(Reading text begins)

The integration layer monitors for mismatches in item master data or missing mappings that can cause reporting errors. By defining a clear financial trust boundary, we ensure stock counts in the warehouse mirror the financial record. This provides a truthful view of inventory worth and fulfilment availability, catching sync illusions where data appears to move but fails to update the general ledger correctly.
Smooth Integration
Connecting Inventory Management to Microsoft Dynamics 365 Business Central typically follows one of two paths: a direct API connection or an integration layer (iPaaS). The choice depends on the volume of Item Journals being posted and the complexity of your warehouse location mapping.
For many high-volume operations, an integration layer like Patchworks or Cogent AI serves as a governance tier. This layer manages the logic for mapping Inventory Management stock levels to specific Business Central Location Codes, ensuring that Item Journal lines are validated before they reach the ERP. It acts as a buffer against record locks that occur when the Post-and-Print process is active or when a user has an Item card open in the BC client.

(Reading text ends)

» **Task requirements**:
1. According to the inventory integration text, what are the two paths for connecting Inventory Management to Microsoft Dynamics 365 Business Central?
2. List every problem that the inventory integration text says the integration layer monitors for, catches, or acts as a buffer against.
3. Reproduce a part of the inventory integration text, beginning at the words "Smooth Integration" and stopping after "the BC client.", and swap "integration layer" for "middleware layer" wherever it occurs.
The rows that come after the inventory integration text are separate material, unrelated to it.

(Given information begins)

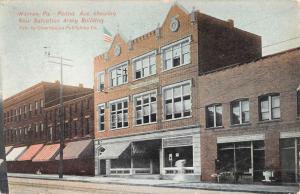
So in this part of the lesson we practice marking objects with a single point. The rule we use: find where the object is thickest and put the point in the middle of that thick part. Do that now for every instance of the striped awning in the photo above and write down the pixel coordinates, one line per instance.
(47, 153)
(77, 149)
(112, 151)
(30, 152)
(8, 149)
(14, 154)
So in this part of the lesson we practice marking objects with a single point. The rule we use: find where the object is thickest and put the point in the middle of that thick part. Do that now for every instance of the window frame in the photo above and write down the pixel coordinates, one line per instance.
(99, 74)
(164, 110)
(99, 114)
(110, 113)
(214, 117)
(134, 97)
(115, 68)
(141, 58)
(170, 46)
(298, 102)
(270, 107)
(239, 101)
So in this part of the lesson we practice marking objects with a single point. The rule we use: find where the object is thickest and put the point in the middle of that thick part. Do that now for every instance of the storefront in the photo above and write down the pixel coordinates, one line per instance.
(141, 154)
(290, 157)
(241, 161)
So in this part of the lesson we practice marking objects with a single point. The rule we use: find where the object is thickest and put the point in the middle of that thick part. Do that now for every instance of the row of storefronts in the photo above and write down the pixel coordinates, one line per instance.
(150, 154)
(44, 158)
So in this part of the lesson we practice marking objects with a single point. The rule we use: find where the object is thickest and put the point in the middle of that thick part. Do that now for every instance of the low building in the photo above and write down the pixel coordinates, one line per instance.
(249, 117)
(32, 128)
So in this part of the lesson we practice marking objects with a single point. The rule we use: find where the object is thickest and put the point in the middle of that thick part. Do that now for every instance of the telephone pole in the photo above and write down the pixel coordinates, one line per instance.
(3, 168)
(61, 115)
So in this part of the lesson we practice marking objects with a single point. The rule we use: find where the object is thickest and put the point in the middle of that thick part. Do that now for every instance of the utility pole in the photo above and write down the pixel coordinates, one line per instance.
(3, 168)
(61, 116)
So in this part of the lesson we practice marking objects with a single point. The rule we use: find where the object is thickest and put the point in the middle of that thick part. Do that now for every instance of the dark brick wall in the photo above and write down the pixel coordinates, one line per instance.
(221, 44)
(272, 74)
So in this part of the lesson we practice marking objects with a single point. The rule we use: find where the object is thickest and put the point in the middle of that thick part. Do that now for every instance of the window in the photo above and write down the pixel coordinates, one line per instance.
(101, 117)
(144, 65)
(145, 108)
(41, 103)
(25, 109)
(119, 114)
(240, 112)
(177, 101)
(87, 127)
(298, 102)
(36, 105)
(100, 81)
(118, 75)
(214, 116)
(176, 54)
(269, 107)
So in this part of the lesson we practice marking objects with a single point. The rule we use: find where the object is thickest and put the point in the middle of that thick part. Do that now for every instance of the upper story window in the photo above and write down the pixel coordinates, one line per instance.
(36, 105)
(240, 112)
(25, 109)
(145, 108)
(298, 102)
(119, 114)
(269, 107)
(214, 116)
(176, 54)
(177, 100)
(41, 103)
(100, 81)
(119, 74)
(144, 65)
(101, 109)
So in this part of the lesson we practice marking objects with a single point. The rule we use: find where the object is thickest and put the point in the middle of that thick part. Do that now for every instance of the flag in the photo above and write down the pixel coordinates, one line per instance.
(107, 35)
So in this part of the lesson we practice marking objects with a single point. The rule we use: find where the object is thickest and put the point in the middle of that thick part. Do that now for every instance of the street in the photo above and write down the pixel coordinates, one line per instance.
(38, 186)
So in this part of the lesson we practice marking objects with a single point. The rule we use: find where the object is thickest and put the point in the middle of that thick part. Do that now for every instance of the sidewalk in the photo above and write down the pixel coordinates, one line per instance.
(167, 183)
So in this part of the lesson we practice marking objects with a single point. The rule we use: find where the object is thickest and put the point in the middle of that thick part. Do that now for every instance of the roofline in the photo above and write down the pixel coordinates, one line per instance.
(67, 101)
(42, 83)
(253, 61)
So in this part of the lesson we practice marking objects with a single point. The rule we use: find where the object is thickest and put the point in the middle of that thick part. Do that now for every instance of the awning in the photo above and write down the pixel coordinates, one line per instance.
(30, 152)
(8, 149)
(112, 151)
(146, 147)
(15, 153)
(77, 149)
(47, 153)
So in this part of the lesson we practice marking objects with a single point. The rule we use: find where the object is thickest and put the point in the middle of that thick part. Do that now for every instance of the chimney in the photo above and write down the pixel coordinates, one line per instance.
(230, 23)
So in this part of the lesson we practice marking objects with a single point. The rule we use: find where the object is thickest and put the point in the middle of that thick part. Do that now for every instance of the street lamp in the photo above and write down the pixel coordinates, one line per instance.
(3, 168)
(61, 102)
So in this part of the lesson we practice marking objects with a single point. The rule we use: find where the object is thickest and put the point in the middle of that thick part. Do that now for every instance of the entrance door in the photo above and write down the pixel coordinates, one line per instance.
(155, 163)
(102, 165)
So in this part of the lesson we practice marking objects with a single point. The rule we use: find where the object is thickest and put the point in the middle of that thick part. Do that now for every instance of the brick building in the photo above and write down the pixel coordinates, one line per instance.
(147, 93)
(249, 118)
(32, 129)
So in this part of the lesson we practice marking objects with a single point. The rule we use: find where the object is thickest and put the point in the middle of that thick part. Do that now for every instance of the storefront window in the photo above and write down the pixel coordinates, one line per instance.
(237, 157)
(289, 154)
(178, 153)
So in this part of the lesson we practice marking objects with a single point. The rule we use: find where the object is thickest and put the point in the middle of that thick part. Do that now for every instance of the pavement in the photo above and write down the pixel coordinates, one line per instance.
(253, 188)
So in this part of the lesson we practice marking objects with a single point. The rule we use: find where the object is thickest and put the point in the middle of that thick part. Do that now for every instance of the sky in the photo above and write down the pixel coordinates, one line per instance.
(22, 51)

(Given information ends)

» **Responses to the exercise**:
1. A direct API connection or an integration layer (iPaaS).

2. Mismatches in item master data, missing mappings, sync illusions, and record locks.

3.
Smooth Integration
Connecting Inventory Management to Microsoft Dynamics 365 Business Central typically follows one of two paths: a direct API connection or an middleware layer (iPaaS). The choice depends on the volume of Item Journals being posted and the complexity of your warehouse location mapping.
For many high-volume operations, an middleware layer like Patchworks or Cogent AI serves as a governance tier. This layer manages the logic for mapping Inventory Management stock levels to specific Business Central Location Codes, ensuring that Item Journal lines are validated before they reach the ERP. It acts as a buffer against record locks that occur when the Post-and-Print process is active or when a user has an Item card open in the BC client.